Task requirements ▸
Copy out exactly the lines from the one containing "For each instance of the flower cluster, drop" through the end of the records, and no pictures.

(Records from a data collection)
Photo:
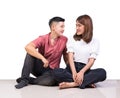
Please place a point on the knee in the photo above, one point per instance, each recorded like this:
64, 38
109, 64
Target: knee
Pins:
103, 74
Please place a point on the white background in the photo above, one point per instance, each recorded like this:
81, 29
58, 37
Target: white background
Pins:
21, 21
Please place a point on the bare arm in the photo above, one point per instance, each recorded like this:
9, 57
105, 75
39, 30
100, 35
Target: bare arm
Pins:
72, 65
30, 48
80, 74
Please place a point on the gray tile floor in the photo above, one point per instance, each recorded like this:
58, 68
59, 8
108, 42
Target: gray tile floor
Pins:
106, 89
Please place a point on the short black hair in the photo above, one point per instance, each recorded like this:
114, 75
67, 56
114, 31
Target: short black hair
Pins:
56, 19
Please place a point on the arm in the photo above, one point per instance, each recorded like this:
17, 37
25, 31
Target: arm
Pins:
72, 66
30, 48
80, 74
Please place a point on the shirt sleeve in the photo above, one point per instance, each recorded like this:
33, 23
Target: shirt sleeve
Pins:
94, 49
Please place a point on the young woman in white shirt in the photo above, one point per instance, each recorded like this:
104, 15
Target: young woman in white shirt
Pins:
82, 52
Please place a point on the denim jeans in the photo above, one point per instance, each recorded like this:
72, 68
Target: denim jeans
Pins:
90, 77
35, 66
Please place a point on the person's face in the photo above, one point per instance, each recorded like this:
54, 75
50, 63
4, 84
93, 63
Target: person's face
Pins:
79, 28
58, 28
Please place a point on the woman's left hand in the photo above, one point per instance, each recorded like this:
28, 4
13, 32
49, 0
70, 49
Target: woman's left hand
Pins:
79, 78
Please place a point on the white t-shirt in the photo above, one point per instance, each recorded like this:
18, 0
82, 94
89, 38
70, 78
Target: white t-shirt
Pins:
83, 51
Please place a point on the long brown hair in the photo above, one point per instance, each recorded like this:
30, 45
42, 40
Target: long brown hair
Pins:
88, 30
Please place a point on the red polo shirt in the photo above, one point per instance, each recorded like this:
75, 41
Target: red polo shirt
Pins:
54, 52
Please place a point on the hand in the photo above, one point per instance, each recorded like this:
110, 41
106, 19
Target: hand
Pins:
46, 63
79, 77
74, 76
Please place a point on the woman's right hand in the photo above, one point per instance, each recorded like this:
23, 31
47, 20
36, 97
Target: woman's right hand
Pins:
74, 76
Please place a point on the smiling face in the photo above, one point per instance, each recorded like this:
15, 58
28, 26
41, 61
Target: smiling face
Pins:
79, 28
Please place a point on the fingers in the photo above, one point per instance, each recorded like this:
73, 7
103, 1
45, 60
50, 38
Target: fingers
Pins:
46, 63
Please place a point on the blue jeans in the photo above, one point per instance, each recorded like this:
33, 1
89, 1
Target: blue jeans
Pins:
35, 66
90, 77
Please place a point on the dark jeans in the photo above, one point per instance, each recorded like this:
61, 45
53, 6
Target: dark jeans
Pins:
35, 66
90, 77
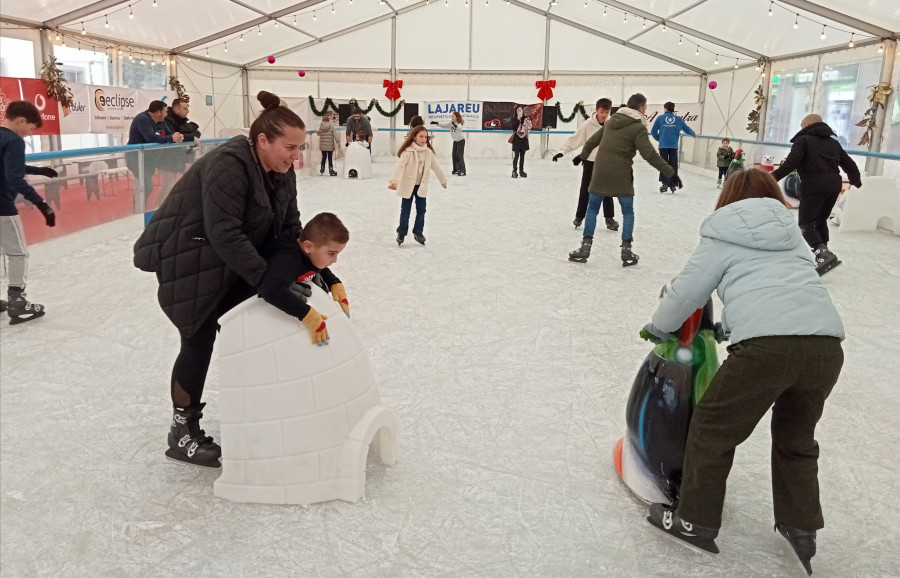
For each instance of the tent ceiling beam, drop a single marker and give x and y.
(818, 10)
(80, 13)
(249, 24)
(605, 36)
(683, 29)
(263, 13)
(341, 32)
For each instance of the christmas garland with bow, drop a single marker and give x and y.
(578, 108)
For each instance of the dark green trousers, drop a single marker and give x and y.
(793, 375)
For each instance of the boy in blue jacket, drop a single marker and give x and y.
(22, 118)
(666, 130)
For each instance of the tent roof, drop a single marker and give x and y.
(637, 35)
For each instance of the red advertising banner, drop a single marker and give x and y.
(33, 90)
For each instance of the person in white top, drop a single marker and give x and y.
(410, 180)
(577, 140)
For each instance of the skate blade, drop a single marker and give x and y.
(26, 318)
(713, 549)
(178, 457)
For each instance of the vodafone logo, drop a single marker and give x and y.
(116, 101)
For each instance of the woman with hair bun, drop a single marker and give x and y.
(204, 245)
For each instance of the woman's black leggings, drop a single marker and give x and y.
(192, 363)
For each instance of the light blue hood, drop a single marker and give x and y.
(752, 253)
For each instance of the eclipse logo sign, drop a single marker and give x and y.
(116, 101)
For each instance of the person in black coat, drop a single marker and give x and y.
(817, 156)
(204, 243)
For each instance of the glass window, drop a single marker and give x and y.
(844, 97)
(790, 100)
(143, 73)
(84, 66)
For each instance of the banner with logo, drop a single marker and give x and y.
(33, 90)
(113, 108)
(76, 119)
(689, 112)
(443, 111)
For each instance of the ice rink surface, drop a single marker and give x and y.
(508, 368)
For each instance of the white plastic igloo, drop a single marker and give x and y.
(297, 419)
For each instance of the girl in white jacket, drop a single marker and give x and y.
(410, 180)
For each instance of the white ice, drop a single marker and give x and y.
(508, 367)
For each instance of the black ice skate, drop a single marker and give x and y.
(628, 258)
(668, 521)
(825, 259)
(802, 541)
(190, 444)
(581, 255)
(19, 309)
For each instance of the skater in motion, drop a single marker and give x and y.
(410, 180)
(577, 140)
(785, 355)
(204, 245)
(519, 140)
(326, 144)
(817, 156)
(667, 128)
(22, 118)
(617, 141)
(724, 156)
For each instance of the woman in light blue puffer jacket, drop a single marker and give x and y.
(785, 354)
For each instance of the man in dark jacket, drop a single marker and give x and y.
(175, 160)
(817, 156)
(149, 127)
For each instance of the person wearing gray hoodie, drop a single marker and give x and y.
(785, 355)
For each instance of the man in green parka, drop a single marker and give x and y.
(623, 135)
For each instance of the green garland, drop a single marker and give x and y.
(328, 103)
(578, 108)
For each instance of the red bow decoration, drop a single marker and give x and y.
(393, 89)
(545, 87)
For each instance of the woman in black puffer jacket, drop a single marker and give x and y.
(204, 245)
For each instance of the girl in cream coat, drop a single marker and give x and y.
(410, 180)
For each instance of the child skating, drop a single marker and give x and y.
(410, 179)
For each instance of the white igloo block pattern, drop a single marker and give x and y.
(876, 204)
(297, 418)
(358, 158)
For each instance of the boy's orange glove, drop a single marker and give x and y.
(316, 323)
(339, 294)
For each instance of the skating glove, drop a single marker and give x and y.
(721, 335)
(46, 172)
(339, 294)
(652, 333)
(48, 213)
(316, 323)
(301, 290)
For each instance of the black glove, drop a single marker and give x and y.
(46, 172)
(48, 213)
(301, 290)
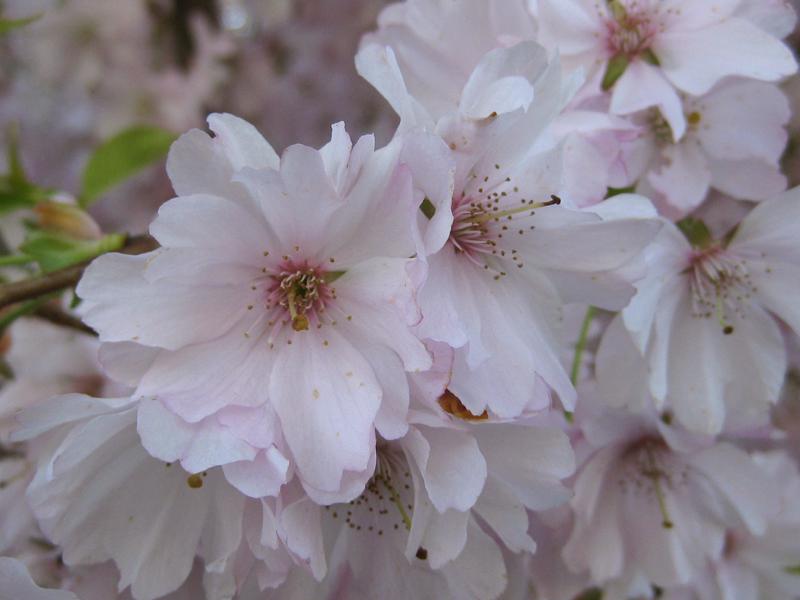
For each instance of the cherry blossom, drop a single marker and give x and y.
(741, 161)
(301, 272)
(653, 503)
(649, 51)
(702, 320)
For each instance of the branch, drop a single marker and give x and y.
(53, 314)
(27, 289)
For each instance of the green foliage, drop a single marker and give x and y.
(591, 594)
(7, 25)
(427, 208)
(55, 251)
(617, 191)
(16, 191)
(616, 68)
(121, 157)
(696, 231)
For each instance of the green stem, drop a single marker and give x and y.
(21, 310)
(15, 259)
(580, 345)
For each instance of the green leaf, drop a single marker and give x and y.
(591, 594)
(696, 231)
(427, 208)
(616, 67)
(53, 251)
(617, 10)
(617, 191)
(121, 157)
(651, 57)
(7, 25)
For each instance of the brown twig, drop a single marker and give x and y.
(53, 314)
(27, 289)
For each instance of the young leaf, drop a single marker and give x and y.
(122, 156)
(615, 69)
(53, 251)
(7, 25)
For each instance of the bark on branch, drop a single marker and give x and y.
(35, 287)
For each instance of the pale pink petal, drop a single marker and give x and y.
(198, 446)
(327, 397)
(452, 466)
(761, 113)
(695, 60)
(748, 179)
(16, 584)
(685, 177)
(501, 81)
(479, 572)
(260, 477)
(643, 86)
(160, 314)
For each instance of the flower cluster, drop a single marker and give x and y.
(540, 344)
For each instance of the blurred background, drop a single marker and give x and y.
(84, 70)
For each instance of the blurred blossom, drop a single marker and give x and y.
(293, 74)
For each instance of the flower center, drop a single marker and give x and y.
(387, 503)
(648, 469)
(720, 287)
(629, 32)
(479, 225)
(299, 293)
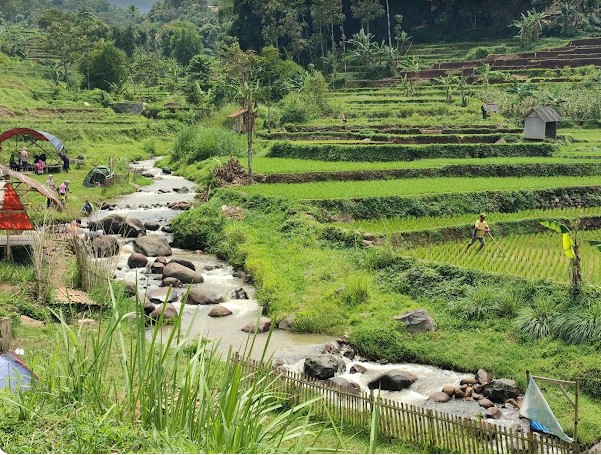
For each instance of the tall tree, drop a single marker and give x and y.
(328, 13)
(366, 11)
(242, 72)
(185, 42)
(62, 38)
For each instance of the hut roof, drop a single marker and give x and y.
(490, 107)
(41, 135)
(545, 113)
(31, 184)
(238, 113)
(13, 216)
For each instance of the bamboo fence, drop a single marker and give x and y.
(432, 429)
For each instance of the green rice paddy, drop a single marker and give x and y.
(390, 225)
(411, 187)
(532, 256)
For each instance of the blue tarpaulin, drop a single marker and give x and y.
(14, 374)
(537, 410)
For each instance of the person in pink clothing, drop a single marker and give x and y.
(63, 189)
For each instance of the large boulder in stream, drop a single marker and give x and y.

Written solution ▸
For each instance of the flower cluster, drop a single marker and give x and y.
(540, 344)
For each instance of the blurred background, drop a single marker and give x and y.
(84, 70)
For each instance of the blurred blossom, drop a single marker and give x and y.
(293, 74)
For each instance of the flower center, drop a single marker and give x and y.
(387, 503)
(648, 469)
(720, 287)
(629, 32)
(479, 225)
(299, 293)
For each instance of the tall tree, drop a single marker and give x and y.
(328, 13)
(366, 11)
(242, 72)
(185, 42)
(62, 38)
For each instance of the hut roof, drop a single marker and give x and y.
(490, 107)
(41, 135)
(545, 113)
(31, 184)
(238, 113)
(13, 216)
For each instance of the bamboo fence, drop a single marker and give x and y.
(432, 429)
For each instance of the green rice paddy, drop a single marker and give x and y.
(390, 225)
(411, 187)
(532, 256)
For each instance of the blue tarpaulin, drop a single marker and give x and y.
(14, 374)
(537, 410)
For each instance of the person in pink clothing, drop a single marker and give x and y.
(63, 189)
For each instance of the large boulder in stream, drop a single marker and give x and y.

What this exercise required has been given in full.